_Provided passage_.
»»

Deconstructive approaches in music criticism have mostly been concerned with these three kinds of ‘aesthetic ideology’; more specifically, they have sought to show how certain deeply acculturated (hence quasi-natural) conceptions of musical language, form, style, history, development and value can better be viewed as artefacts of a certain ‘discourse’ whose seeming naturalness works to conceal its often unwitting ideological investments. This deconstructive enterprise takes various forms according to the critic's particular interest. In some cases it is chiefly focussed on the emergence of a canon of ‘great works’ and the extent to which the relevant selection criteria – unity, complexity, formal coherence etc. – reveal not so much a process of ‘pure’ aesthetic valuation as a socially influenced (even ideologically determined) procedure for imposing hegemonic values (see Bergeron and Bohlman, 1992; Goehr, 1992; Stradling and Hughes, 1993). Where this approach differs from other, e.g. Marxist or ‘straight’ sociological, accounts is in its greater attentiveness to the various stress-points – the contradictions, non-sequiturs, conflicts between avowed and implied meaning – that are held to characterize the discourse of mainstream musicology. Other theorists, among them Kerman, have questioned what they see as the mutually supportive, circular relationship between an aesthetics of organic form and a canonized version of musical history based on closely analogous ideas of cultural development and growth. Such thinking evokes the Hegelian conception of history as a process that unfolds through successive phases of dialectical conflict and synthesis which finally issue in a moment of achieved self-knowledge when consciousness becomes present to itself in all the forms of its development to date. To deconstruct this version of aesthetic ideology is to focus on those various discrepant details – anachronisms, structural anomalies, hybrid genres – that put up resistance to any such organicist view of the relation between history and art.

««

_Dataset records_.
»»

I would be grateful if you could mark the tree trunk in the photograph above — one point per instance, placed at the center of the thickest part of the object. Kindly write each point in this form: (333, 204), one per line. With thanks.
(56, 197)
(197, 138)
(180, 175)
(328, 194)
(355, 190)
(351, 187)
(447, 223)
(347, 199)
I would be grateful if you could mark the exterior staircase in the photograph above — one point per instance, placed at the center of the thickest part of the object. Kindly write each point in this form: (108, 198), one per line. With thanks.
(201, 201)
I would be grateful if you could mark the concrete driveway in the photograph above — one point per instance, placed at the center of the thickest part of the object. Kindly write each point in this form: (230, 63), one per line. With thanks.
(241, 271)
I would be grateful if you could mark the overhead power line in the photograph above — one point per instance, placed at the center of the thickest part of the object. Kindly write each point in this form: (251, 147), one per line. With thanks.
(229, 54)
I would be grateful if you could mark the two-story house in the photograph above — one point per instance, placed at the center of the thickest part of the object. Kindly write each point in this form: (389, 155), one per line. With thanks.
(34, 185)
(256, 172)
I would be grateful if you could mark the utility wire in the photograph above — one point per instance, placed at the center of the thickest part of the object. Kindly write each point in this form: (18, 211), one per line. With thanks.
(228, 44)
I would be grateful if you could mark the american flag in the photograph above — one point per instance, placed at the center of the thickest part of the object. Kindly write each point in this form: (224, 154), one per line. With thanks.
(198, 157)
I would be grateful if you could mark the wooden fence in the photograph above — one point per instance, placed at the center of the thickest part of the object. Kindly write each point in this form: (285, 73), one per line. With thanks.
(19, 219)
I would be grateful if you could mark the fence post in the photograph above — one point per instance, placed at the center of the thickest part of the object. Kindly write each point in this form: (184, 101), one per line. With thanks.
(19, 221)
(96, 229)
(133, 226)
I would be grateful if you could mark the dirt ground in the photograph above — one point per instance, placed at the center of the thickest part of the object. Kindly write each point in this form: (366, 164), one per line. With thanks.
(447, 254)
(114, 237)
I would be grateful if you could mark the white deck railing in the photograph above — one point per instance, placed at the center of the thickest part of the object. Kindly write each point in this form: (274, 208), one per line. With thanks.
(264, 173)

««

_Your tasks_.
(1) In the passage on deconstruction in music criticism, which theorist is named as questioning the circular relationship between an aesthetics of organic form and a canonized version of musical history?
(2) Extract each line of the records that contains the word "fence".
The passage and the records are unrelated to each other.

_List of solutions_.
(1) Kerman.

(2)
I would be grateful if you could mark the wooden fence in the photograph above — one point per instance, placed at the center of the thickest part of the object. Kindly write each point in this form: (285, 73), one per line. With thanks.
I would be grateful if you could mark the fence post in the photograph above — one point per instance, placed at the center of the thickest part of the object. Kindly write each point in this form: (184, 101), one per line. With thanks.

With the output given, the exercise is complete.